### Exercise description
Copy the records from the line containing "Reviewer note. Check that each instance of the white baseboard" through the line containing "[(584, 345), (13, 385)]", replacing "white baseboard" with "white skirting board" and leaving everything else unchanged.

----

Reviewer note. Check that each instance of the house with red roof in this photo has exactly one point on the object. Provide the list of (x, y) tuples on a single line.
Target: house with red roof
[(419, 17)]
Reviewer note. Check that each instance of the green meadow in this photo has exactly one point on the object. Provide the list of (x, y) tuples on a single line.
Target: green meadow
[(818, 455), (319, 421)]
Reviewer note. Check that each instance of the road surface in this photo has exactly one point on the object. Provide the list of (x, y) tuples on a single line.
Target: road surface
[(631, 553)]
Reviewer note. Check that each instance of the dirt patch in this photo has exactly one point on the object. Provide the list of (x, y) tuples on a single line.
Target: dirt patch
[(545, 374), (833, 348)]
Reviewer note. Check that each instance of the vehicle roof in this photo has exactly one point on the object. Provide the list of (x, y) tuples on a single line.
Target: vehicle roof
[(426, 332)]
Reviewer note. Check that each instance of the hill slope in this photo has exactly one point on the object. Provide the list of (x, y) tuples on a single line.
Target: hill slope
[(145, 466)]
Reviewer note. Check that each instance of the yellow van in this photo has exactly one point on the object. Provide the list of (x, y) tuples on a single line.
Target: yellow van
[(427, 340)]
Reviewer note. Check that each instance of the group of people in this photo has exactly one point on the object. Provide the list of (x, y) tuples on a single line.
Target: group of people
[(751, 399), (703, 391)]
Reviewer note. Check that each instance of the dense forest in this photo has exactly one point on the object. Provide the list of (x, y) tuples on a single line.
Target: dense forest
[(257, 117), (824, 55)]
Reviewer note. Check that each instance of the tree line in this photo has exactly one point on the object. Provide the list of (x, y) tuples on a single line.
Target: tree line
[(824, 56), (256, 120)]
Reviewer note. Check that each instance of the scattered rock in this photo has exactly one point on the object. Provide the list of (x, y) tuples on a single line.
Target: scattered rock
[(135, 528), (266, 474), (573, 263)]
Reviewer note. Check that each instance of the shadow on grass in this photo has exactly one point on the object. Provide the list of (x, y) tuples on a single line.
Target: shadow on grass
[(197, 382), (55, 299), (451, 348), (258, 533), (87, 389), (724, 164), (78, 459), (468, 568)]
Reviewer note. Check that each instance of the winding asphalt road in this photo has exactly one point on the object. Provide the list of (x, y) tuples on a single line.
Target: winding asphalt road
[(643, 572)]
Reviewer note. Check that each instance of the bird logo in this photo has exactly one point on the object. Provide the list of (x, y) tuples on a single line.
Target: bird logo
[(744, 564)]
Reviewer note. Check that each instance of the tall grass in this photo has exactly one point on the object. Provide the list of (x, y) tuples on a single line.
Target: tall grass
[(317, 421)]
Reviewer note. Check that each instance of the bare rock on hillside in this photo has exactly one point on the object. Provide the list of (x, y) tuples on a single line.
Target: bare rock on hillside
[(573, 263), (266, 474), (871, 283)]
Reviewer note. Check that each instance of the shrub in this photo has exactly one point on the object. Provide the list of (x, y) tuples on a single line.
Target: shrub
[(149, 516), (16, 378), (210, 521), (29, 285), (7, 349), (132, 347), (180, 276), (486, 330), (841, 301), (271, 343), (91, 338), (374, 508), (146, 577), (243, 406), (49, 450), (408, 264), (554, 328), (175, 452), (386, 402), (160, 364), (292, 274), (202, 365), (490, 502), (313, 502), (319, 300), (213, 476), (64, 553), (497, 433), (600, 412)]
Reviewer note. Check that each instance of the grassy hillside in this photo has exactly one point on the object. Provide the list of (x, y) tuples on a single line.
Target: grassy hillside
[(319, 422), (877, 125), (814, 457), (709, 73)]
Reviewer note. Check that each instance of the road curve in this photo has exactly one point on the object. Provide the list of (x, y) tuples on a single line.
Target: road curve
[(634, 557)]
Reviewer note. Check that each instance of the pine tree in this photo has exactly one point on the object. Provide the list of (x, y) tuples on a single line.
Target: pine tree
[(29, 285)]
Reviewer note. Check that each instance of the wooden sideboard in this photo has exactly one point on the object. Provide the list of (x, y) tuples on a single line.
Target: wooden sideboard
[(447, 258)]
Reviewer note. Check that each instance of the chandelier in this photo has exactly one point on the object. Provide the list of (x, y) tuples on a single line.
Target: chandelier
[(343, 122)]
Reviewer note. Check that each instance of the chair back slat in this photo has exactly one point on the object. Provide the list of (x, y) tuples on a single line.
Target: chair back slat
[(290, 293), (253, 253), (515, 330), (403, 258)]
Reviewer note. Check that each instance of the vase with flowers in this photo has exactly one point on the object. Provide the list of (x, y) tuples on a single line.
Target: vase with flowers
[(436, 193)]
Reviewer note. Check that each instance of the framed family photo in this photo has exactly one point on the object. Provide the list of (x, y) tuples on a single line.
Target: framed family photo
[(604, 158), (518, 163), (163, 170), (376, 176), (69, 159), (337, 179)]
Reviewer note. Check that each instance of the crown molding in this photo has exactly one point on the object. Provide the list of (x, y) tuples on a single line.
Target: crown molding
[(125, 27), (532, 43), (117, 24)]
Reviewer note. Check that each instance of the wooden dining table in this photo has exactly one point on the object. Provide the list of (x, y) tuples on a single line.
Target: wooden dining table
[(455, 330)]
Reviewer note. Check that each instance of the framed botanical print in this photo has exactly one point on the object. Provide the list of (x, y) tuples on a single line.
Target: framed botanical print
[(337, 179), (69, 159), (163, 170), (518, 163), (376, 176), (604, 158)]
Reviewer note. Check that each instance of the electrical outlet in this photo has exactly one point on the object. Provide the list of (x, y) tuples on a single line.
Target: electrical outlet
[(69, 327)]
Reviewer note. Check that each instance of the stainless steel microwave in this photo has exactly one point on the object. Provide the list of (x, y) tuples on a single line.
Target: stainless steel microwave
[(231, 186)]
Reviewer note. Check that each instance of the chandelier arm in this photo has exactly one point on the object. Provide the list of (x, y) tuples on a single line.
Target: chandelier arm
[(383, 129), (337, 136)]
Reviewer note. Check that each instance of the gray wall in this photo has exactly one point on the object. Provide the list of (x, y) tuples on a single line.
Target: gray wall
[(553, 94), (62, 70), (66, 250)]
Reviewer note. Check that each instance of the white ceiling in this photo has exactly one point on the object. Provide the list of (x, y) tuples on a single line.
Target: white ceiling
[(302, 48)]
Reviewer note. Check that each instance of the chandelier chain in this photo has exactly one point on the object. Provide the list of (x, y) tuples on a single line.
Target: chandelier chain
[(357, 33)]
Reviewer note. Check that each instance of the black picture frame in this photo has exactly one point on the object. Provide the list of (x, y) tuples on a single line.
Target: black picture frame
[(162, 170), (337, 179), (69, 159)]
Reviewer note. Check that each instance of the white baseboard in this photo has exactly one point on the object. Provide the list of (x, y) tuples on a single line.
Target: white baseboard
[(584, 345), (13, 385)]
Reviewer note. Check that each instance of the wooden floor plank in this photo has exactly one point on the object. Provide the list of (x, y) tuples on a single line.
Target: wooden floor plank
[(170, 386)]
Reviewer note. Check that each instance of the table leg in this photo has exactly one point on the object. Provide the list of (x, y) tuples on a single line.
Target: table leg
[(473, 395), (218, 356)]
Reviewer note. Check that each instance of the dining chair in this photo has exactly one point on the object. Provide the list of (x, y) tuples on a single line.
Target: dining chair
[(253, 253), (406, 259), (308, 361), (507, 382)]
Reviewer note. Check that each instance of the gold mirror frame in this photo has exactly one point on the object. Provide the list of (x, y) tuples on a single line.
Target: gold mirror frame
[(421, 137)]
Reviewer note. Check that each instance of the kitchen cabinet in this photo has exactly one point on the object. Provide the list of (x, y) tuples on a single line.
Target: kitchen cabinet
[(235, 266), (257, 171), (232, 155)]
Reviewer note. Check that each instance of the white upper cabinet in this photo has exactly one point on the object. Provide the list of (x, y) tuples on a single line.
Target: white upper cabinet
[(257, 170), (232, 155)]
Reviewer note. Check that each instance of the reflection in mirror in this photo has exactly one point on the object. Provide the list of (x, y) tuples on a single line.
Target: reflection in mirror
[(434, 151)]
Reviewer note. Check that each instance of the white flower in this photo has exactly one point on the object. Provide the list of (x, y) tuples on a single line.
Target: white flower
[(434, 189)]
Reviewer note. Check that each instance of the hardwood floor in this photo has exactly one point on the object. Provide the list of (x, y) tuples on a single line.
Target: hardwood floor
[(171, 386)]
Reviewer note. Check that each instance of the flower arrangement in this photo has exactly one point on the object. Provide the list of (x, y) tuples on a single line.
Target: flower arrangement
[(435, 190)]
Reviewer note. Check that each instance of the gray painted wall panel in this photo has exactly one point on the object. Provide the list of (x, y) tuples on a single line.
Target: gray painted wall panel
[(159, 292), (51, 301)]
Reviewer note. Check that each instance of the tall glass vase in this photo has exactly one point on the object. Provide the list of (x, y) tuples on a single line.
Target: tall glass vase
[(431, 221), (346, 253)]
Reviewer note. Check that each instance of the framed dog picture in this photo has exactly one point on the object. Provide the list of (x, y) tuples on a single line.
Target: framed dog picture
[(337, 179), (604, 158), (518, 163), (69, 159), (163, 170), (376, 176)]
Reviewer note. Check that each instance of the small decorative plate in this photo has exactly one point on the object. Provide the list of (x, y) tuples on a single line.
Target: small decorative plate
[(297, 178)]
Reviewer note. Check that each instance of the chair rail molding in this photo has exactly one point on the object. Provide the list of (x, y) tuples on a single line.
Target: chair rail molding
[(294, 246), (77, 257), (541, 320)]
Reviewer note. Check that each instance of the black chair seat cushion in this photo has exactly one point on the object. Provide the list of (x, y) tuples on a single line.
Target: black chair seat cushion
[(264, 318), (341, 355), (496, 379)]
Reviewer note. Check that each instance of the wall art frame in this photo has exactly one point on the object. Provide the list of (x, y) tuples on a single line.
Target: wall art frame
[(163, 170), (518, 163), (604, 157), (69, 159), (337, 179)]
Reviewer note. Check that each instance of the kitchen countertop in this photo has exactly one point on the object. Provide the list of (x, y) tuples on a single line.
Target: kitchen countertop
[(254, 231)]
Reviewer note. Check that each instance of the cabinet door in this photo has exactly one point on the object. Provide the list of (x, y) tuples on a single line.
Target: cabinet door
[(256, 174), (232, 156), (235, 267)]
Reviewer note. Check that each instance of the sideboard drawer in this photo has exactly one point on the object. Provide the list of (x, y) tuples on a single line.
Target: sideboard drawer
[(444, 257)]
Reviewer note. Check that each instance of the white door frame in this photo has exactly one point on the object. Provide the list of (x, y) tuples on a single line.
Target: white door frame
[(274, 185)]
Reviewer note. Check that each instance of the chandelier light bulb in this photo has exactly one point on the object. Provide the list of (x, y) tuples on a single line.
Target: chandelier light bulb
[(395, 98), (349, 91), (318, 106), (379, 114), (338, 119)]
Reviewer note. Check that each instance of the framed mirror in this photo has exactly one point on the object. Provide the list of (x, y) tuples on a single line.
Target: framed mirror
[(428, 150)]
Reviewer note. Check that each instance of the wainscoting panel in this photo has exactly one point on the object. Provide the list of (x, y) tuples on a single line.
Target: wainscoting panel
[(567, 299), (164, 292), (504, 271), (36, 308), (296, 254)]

----

### Solution to this problem
Reviewer note. Check that each instance of the white skirting board in this photo has exactly one point on the object. Provide the list of (x, y) tuples on a single line.
Target: white skirting board
[(584, 345), (13, 385)]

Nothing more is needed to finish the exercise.